REQUIREMENT
Keep the wording of each record exactly the same when you repeat it, and leave out pictures.

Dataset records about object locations
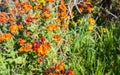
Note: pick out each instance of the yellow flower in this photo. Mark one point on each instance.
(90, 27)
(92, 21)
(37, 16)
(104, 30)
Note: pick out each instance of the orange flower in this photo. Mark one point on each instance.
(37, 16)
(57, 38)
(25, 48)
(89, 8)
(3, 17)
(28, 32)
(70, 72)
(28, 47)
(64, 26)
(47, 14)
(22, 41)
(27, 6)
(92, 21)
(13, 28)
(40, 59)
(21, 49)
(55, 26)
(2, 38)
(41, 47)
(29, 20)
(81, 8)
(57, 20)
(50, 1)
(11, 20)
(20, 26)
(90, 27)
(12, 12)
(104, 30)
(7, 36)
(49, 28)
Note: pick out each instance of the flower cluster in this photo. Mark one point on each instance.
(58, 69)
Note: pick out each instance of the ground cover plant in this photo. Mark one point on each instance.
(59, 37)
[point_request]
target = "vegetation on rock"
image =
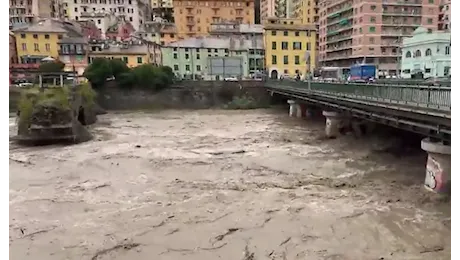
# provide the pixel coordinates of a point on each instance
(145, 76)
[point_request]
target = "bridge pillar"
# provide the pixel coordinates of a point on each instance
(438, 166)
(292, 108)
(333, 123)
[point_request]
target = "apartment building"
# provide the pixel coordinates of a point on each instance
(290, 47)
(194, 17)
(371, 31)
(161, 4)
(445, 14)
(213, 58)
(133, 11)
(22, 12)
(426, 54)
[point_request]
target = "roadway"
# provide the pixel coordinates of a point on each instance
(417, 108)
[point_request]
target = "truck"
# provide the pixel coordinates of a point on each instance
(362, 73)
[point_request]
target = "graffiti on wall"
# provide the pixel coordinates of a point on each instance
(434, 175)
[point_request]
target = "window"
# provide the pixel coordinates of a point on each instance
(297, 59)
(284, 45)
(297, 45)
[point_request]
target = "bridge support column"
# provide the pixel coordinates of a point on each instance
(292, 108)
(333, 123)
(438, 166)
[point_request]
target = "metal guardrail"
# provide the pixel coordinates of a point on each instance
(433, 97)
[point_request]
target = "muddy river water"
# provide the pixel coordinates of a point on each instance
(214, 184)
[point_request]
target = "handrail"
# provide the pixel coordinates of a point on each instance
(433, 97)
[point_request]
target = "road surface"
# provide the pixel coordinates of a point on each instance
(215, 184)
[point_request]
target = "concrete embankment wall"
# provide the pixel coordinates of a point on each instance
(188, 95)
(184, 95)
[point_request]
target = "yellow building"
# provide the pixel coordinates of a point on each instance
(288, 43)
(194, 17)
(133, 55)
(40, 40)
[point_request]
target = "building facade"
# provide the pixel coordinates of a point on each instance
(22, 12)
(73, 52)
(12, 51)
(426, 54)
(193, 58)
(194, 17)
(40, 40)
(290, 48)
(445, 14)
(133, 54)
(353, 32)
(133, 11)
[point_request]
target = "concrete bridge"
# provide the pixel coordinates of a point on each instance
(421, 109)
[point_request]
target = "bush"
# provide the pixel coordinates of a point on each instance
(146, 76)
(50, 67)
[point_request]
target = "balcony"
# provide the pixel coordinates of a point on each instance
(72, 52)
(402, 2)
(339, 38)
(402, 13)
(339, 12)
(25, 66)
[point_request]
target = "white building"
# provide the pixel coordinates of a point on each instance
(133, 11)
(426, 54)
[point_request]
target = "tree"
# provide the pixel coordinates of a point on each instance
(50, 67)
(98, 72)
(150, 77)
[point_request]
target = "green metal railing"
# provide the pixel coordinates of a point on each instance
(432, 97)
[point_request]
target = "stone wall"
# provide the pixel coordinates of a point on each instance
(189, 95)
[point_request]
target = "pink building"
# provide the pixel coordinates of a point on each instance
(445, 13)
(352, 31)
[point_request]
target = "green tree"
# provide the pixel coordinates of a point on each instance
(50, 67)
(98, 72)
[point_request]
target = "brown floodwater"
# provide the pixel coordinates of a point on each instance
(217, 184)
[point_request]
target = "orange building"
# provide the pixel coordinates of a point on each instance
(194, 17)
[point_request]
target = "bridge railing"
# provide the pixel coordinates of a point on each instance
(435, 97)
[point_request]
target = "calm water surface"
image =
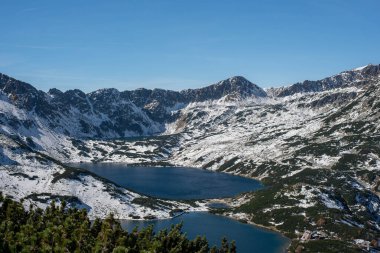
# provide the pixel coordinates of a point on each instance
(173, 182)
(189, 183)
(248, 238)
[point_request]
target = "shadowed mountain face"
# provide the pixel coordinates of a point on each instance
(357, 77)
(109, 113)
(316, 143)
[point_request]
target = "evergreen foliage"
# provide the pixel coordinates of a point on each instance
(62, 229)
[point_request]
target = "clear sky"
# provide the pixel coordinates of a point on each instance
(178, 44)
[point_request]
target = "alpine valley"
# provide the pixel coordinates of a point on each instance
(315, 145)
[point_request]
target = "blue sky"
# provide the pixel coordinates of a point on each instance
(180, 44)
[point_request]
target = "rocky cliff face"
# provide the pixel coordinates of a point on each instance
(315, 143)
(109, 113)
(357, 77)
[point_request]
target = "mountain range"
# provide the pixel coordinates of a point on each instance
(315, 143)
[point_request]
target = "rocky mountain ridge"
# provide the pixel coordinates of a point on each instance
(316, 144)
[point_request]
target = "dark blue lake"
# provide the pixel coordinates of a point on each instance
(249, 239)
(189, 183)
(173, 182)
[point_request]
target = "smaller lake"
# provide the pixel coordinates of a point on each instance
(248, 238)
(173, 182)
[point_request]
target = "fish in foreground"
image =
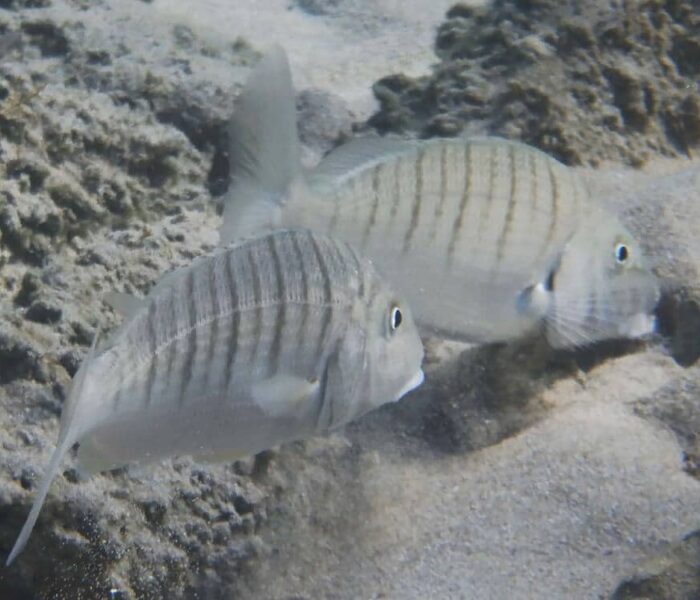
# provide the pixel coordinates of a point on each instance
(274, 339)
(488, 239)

COMPLETED EXERCISE
Note: pick out each instance of the yellow flower in this photo. Mark one point on each instance.
(90, 27)
(92, 21)
(37, 16)
(104, 30)
Note: pick out each instance of the orange flower in this photo. Mark one point on each instance.
(37, 16)
(57, 38)
(25, 48)
(89, 8)
(3, 17)
(28, 32)
(70, 72)
(28, 47)
(64, 26)
(47, 14)
(22, 41)
(27, 6)
(92, 21)
(13, 28)
(40, 59)
(21, 49)
(55, 26)
(2, 38)
(41, 47)
(29, 20)
(81, 8)
(57, 20)
(50, 1)
(11, 20)
(20, 26)
(90, 27)
(12, 12)
(104, 30)
(7, 36)
(49, 28)
Note: pick out each instance of the flower cluster in this photo. Mark one point on each instance.
(58, 69)
Note: pick out each instance of the ground cover plant in this photo. Mark one point on each instance.
(59, 37)
[point_request]
target = "vegetation on rock"
image =
# provide the pixel coordinates of a point on each instance
(145, 76)
[point_request]
target = "bridge pillar"
# provide the pixel coordinates of a point on each instance
(438, 166)
(292, 108)
(333, 123)
[point_request]
target = "apartment building"
# provide the pixel coordinates of a point on each instance
(290, 47)
(194, 17)
(371, 31)
(161, 4)
(445, 14)
(213, 58)
(133, 11)
(22, 12)
(426, 54)
[point_request]
target = "roadway"
# provide the pixel coordinates of a point on each instance
(417, 108)
[point_request]
target = "truck"
# provide the pixel coordinates of a point on each instance
(362, 73)
[point_request]
target = "graffiti on wall"
# provide the pixel coordinates of a point on each instance
(434, 175)
[point_request]
target = "window"
# provide the pixel coordinates of a point on each instance
(297, 59)
(284, 45)
(297, 45)
[point_request]
target = "bridge support column"
# provide the pixel coordinates of a point on each instance
(292, 108)
(333, 123)
(438, 166)
[point_request]
target = "metal guardrail"
# provide the pixel coordinates of a point on each instance
(433, 97)
[point_request]
target = "muddy river water"
# provide the pixel coordinates of a point on each instance
(214, 184)
[point_request]
target = "handrail"
# provide the pixel coordinates of a point on each instance
(433, 97)
[point_request]
target = "road surface"
# provide the pixel coordinates of a point on each instance
(215, 184)
[point_request]
target = "concrete embankment wall"
# provide the pixel coordinates of a point on each instance
(188, 95)
(184, 95)
[point_request]
target = "yellow building"
# provide the pixel coordinates of a point on each instance
(288, 43)
(194, 17)
(133, 55)
(40, 40)
[point_request]
target = "building facade"
# provide the pixel coordinates of a point on each instance
(22, 12)
(73, 52)
(12, 51)
(426, 54)
(193, 58)
(194, 17)
(40, 40)
(290, 48)
(445, 14)
(133, 54)
(353, 32)
(133, 11)
[point_request]
target = "concrete bridge"
# provide the pixel coordinates of a point on each instance
(421, 109)
[point_request]
target = "bush"
# provide the pixel coordinates of a point on each instance
(146, 76)
(50, 67)
[point_request]
target = "balcony"
# provide the pixel coordinates of a point on each instance
(72, 52)
(402, 2)
(339, 38)
(402, 13)
(339, 12)
(25, 66)
[point_request]
target = "white building"
# provide the pixel coordinates of a point on each instance
(133, 11)
(426, 54)
[point_request]
target = "tree"
# provide the pixel coordinates of a point on each instance
(50, 67)
(98, 72)
(150, 77)
[point_request]
target = "green metal railing"
# provide the pixel coordinates of a point on each instance
(432, 97)
[point_request]
target = "stone wall"
# provide the pixel coordinates of a point on each instance
(189, 95)
[point_request]
target = "pink building"
# provide the pixel coordinates of a point on each instance
(445, 13)
(352, 31)
[point_request]
target = "green tree"
# provide the pixel coordinates of a point on each instance
(50, 67)
(98, 72)
[point_request]
target = "brown floodwater"
# provide the pixel coordinates of a point on each instance
(217, 184)
[point_request]
target = "orange building"
# provide the pixel coordinates of a point on each instance
(194, 17)
[point_request]
target = "bridge railing"
# provide the pixel coordinates of a point on each instance
(435, 97)
[point_request]
target = "calm water surface"
image =
# provide the pixel coordinates of a point on each instance
(173, 182)
(189, 183)
(248, 238)
[point_request]
target = "shadowed mountain face"
# provide the pixel coordinates of a point on each instance
(357, 77)
(109, 113)
(316, 143)
[point_request]
target = "evergreen foliage"
# provide the pixel coordinates of a point on each instance
(62, 229)
[point_request]
target = "clear sky"
# provide the pixel coordinates of a point on each instance
(178, 44)
[point_request]
target = "alpine valley"
# provide the pixel coordinates of a point on each instance
(315, 145)
[point_request]
target = "blue sky"
# provide the pixel coordinates of a point on each instance
(180, 44)
[point_request]
target = "rocky cliff face"
# provide the pixel coordinates of a point on each instance
(315, 143)
(109, 113)
(357, 77)
[point_request]
target = "mountain range"
# provide the pixel coordinates of a point on each instance
(315, 143)
[point_request]
target = "rocky mountain ridge"
# provide the pixel coordinates of a point on each instance
(316, 144)
[point_request]
target = "dark blue lake"
# provide the pixel coordinates of a point on each instance
(249, 239)
(189, 183)
(173, 182)
[point_request]
target = "smaller lake"
# provide the pixel coordinates of a point on each instance
(248, 238)
(173, 182)
[point_request]
target = "fish in foreground"
image =
# provide the pixel coordinates of a point on each instance
(274, 339)
(488, 239)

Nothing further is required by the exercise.